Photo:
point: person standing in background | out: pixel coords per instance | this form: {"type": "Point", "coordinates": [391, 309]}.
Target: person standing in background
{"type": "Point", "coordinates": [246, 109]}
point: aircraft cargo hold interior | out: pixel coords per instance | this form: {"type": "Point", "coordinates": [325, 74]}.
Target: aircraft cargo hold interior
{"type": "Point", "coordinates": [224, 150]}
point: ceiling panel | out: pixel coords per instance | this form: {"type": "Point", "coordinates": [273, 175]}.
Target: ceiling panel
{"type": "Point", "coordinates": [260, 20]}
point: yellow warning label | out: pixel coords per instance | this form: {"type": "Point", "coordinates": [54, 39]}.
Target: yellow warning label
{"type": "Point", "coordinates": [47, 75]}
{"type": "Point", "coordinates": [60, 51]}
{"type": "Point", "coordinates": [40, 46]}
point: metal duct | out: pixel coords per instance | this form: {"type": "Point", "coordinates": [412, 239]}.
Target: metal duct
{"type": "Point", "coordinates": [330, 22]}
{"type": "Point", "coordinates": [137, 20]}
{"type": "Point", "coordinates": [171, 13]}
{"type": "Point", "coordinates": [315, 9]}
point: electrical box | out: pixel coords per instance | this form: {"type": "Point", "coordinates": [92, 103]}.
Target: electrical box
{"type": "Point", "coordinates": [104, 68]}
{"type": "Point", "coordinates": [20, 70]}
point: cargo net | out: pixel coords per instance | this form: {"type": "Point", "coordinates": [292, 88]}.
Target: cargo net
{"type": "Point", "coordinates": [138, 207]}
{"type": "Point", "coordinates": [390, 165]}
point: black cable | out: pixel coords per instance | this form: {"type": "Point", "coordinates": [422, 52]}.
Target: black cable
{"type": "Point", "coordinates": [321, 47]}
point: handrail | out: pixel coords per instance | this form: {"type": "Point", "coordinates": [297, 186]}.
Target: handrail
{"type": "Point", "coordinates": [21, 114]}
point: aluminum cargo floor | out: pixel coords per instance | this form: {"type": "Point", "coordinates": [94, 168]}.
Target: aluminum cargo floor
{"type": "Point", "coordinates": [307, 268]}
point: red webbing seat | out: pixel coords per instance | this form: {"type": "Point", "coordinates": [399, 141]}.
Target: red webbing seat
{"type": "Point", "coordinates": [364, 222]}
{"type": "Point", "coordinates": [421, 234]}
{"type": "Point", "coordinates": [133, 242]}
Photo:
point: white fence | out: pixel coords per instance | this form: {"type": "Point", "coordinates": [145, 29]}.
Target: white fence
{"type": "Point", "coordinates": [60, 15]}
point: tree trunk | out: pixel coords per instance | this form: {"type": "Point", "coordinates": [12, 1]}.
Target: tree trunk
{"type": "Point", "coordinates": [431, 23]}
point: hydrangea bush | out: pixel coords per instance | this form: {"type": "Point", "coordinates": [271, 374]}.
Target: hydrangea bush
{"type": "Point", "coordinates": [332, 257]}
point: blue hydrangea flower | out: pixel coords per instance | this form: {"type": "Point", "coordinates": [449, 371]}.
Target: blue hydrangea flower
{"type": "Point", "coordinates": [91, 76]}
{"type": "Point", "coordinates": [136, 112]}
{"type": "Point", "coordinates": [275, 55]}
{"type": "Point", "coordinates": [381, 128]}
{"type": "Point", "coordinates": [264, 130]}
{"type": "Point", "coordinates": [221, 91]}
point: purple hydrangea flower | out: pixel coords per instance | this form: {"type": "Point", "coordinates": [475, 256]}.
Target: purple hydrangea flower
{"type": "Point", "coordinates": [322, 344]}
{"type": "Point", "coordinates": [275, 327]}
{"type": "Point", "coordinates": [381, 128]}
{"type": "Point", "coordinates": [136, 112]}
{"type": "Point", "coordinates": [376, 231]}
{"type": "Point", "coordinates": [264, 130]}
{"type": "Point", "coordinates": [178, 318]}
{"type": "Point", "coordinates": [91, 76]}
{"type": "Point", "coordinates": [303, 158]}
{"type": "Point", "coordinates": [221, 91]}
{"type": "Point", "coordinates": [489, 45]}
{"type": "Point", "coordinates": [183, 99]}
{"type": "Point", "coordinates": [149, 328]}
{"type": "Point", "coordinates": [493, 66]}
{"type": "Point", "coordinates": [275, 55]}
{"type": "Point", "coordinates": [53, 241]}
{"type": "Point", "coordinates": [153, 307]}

* * * * * * * * *

* **TASK PROMPT**
Please quote every record above exactly as it appears.

* **EXERCISE ANSWER**
Photo:
point: person standing in background | out: pixel coords per instance | this form: {"type": "Point", "coordinates": [391, 309]}.
Target: person standing in background
{"type": "Point", "coordinates": [246, 109]}
point: aircraft cargo hold interior | out: pixel coords per instance | this form: {"type": "Point", "coordinates": [325, 74]}.
Target: aircraft cargo hold interior
{"type": "Point", "coordinates": [224, 150]}
point: ceiling panel | out: pixel coords per instance | this form: {"type": "Point", "coordinates": [273, 175]}.
Target: ceiling panel
{"type": "Point", "coordinates": [260, 20]}
point: yellow warning label | out: pixel coords per instance | this form: {"type": "Point", "coordinates": [54, 39]}.
Target: yellow warning label
{"type": "Point", "coordinates": [47, 75]}
{"type": "Point", "coordinates": [60, 51]}
{"type": "Point", "coordinates": [40, 46]}
point: metal duct | out: pixel coords per instance | this form: {"type": "Point", "coordinates": [412, 239]}.
Target: metal duct
{"type": "Point", "coordinates": [330, 22]}
{"type": "Point", "coordinates": [137, 20]}
{"type": "Point", "coordinates": [171, 13]}
{"type": "Point", "coordinates": [315, 9]}
point: electrical box | out: pixel coords per instance | this form: {"type": "Point", "coordinates": [92, 103]}.
Target: electrical box
{"type": "Point", "coordinates": [104, 68]}
{"type": "Point", "coordinates": [20, 70]}
point: cargo net | out: pixel coords per instance | this form: {"type": "Point", "coordinates": [292, 88]}.
Target: cargo net
{"type": "Point", "coordinates": [138, 207]}
{"type": "Point", "coordinates": [390, 165]}
point: black cable | out: pixel coords per instance | this form: {"type": "Point", "coordinates": [422, 52]}.
Target: black cable
{"type": "Point", "coordinates": [321, 47]}
point: handrail | out: pixel coords per instance | this form: {"type": "Point", "coordinates": [297, 186]}.
Target: handrail
{"type": "Point", "coordinates": [21, 114]}
point: aluminum cargo floor | out: pixel coords per instance | this form: {"type": "Point", "coordinates": [94, 168]}.
Target: aluminum cargo floor
{"type": "Point", "coordinates": [307, 268]}
point: red webbing seat | out: pixel coords per instance | this form: {"type": "Point", "coordinates": [399, 141]}.
Target: red webbing seat
{"type": "Point", "coordinates": [364, 222]}
{"type": "Point", "coordinates": [421, 234]}
{"type": "Point", "coordinates": [133, 242]}
Photo:
point: white fence | out: pixel coords per instance | this form: {"type": "Point", "coordinates": [145, 29]}.
Target: white fence
{"type": "Point", "coordinates": [60, 15]}
point: tree trunk | out: pixel coords per instance | this form: {"type": "Point", "coordinates": [12, 1]}.
Target: tree trunk
{"type": "Point", "coordinates": [431, 23]}
point: hydrangea bush | out: pixel coords per instance | this form: {"type": "Point", "coordinates": [271, 374]}.
Target: hydrangea bush
{"type": "Point", "coordinates": [332, 257]}
point: blue hydrangea flower | out: pixel coords per instance | this form: {"type": "Point", "coordinates": [449, 371]}.
Target: blue hydrangea flower
{"type": "Point", "coordinates": [91, 76]}
{"type": "Point", "coordinates": [136, 112]}
{"type": "Point", "coordinates": [275, 55]}
{"type": "Point", "coordinates": [381, 128]}
{"type": "Point", "coordinates": [264, 130]}
{"type": "Point", "coordinates": [221, 91]}
point: purple hydrangea flower | out: pixel coords per instance | this form: {"type": "Point", "coordinates": [475, 256]}.
Target: purple hydrangea flower
{"type": "Point", "coordinates": [322, 344]}
{"type": "Point", "coordinates": [275, 327]}
{"type": "Point", "coordinates": [381, 128]}
{"type": "Point", "coordinates": [136, 112]}
{"type": "Point", "coordinates": [376, 231]}
{"type": "Point", "coordinates": [264, 130]}
{"type": "Point", "coordinates": [178, 318]}
{"type": "Point", "coordinates": [91, 76]}
{"type": "Point", "coordinates": [303, 158]}
{"type": "Point", "coordinates": [221, 91]}
{"type": "Point", "coordinates": [489, 45]}
{"type": "Point", "coordinates": [183, 99]}
{"type": "Point", "coordinates": [149, 328]}
{"type": "Point", "coordinates": [493, 66]}
{"type": "Point", "coordinates": [275, 55]}
{"type": "Point", "coordinates": [53, 241]}
{"type": "Point", "coordinates": [153, 307]}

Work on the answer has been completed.